Which lines in the records below hold the word "boom"? Copy each of them.

▶ **Entries provided**:
#####

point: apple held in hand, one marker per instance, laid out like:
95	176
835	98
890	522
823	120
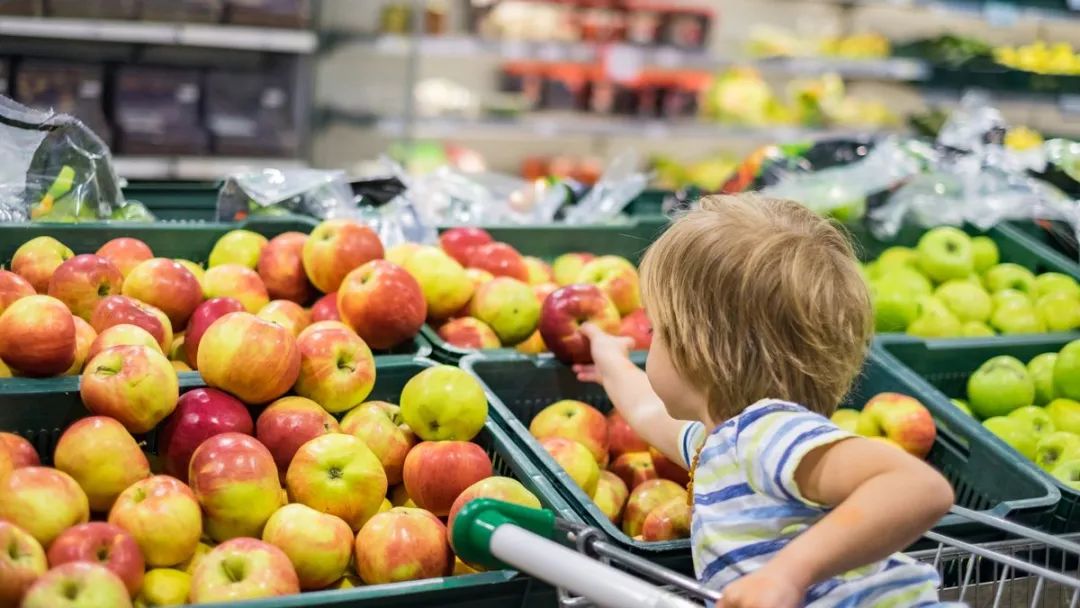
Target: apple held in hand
162	515
243	568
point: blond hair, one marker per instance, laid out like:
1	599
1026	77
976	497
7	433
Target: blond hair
758	298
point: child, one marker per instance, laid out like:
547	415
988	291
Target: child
760	324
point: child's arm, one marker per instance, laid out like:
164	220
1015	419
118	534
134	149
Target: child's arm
629	389
885	500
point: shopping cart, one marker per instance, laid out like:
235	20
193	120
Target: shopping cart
1024	567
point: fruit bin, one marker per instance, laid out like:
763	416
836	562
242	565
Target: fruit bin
40	416
946	366
983	472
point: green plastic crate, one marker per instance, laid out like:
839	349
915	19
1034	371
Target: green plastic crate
948	365
984	474
40	416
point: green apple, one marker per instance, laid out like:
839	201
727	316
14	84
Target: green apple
1065	413
985	252
1041	369
1010	277
1000	386
1060	311
1013	432
967	300
1052	448
1067	372
945	253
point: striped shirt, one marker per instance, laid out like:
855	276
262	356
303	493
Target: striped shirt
747	507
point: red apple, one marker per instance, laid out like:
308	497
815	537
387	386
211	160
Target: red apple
382	304
252	359
500	259
460	242
167	285
289	422
563	313
37	336
200	414
205	314
403	544
125	253
435	473
102	543
281	267
336	247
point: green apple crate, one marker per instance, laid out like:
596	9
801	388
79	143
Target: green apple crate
948	365
41	415
983	472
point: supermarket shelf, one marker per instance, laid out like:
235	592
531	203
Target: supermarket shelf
277	40
204	169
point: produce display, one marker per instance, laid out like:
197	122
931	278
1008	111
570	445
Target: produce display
953	285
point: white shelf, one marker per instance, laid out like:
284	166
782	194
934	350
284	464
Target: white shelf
277	40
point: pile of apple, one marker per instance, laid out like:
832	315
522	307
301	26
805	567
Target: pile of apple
1035	408
952	285
632	483
483	294
238	509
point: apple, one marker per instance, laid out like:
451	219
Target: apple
38	258
238	246
1000	386
379	424
900	418
339	475
135	384
281	268
254	360
325	309
336	247
381	302
204	315
42	501
83	281
500	259
125	253
200	414
234	478
289	422
78	584
459	242
337	369
563	314
116	310
469	333
443	281
103	457
286	313
567	267
22	563
444	403
319	544
574	420
644	499
1016	433
403	544
12	287
621	436
21	450
634	468
243	568
37	336
576	459
162	516
435	473
239	282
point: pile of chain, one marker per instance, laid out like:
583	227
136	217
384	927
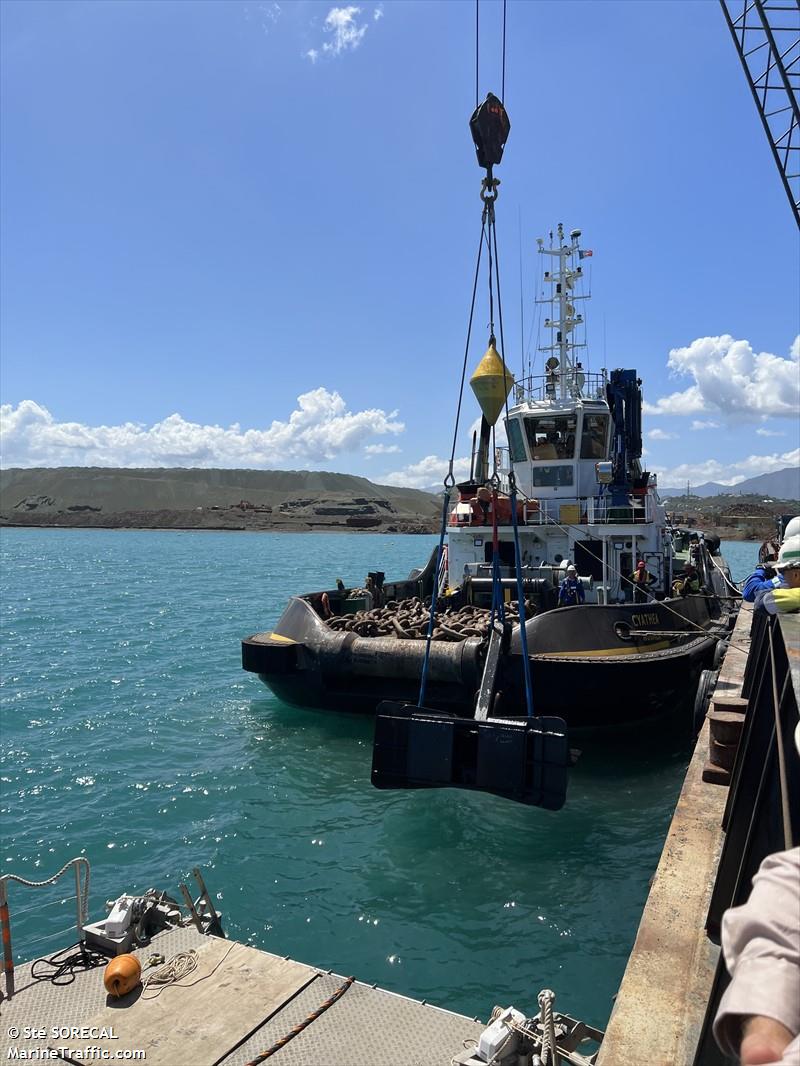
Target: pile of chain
409	619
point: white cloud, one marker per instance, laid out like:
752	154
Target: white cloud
266	14
732	378
428	473
371	450
345	32
319	430
725	473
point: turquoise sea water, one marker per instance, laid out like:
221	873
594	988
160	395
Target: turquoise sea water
131	735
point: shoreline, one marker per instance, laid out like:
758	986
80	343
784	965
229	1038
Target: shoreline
393	530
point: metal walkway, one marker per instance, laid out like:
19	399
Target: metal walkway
366	1027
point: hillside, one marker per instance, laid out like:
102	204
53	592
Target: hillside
780	485
210	499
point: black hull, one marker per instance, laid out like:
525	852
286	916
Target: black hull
625	663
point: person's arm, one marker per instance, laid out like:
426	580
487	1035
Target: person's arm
760	1012
755	583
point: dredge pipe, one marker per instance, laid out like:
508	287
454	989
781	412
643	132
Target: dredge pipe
382	657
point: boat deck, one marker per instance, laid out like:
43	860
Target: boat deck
236	1005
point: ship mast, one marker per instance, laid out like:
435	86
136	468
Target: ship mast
564	374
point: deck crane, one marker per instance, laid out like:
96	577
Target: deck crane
767	38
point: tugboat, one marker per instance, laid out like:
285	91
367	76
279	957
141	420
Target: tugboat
622	612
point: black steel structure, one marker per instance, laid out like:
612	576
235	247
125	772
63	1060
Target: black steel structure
767	37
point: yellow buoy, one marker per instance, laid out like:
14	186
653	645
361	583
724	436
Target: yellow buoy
492	383
122	974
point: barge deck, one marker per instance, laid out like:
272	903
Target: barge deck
238	1003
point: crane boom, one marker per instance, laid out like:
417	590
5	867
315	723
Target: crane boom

#####

▶ **Answer to this task**:
point: crane boom, one marker per instance, laid out like:
Target: crane boom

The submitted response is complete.